Locate each line in the items below that contains the word "painted", and copy every such line in full.

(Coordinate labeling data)
===============
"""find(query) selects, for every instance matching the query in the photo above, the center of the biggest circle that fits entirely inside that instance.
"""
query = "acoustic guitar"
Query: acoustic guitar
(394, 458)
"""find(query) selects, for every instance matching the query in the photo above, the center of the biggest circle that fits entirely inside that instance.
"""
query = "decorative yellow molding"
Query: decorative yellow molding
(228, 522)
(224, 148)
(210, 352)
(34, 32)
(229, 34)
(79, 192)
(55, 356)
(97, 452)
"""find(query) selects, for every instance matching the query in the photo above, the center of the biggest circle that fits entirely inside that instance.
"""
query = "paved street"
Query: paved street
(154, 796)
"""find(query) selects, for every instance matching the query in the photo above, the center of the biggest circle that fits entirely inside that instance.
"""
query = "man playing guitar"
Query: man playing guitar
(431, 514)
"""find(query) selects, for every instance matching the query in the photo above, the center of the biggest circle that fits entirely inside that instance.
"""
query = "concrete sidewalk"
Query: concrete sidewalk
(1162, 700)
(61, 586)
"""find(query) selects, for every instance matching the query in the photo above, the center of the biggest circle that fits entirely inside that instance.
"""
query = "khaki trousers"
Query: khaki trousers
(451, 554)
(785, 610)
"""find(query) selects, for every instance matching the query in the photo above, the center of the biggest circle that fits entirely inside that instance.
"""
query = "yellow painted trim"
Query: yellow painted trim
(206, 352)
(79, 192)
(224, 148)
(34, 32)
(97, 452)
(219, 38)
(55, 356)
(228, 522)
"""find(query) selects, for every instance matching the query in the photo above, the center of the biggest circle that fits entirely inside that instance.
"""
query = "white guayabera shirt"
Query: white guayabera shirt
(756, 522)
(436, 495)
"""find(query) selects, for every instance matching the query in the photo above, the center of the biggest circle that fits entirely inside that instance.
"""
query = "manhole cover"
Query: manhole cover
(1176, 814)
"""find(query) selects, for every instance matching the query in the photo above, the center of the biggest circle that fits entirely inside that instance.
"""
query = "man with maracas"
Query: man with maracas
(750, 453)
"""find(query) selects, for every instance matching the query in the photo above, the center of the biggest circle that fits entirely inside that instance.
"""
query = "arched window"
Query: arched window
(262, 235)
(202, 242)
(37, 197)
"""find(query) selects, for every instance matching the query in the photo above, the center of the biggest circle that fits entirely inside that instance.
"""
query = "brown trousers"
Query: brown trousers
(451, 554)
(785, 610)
===============
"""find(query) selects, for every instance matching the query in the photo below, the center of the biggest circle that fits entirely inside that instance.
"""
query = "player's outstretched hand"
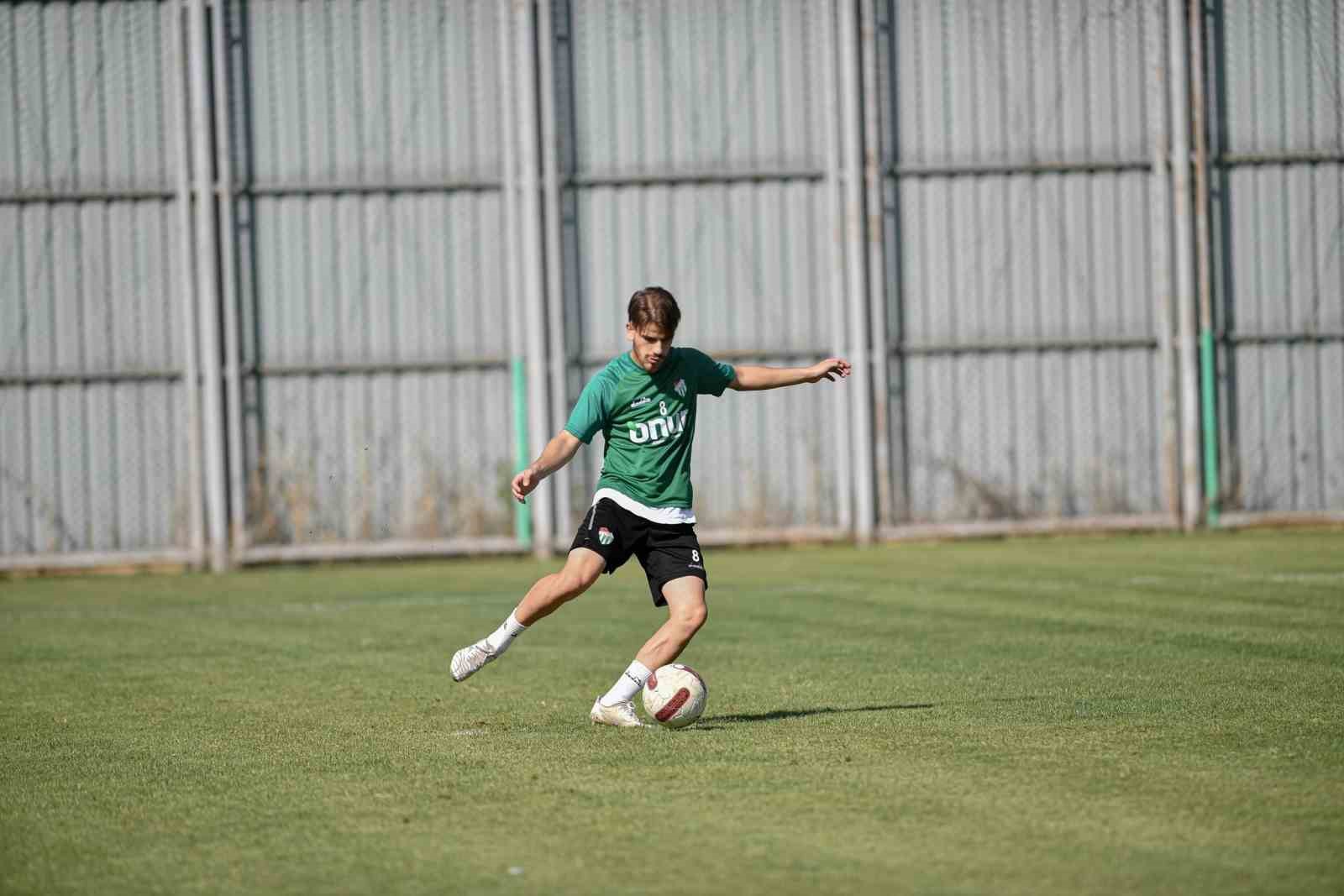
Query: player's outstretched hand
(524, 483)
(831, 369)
===============
SOLUTION FOR THIS PROBLEM:
query = "yellow painted trim"
Query: yellow painted trim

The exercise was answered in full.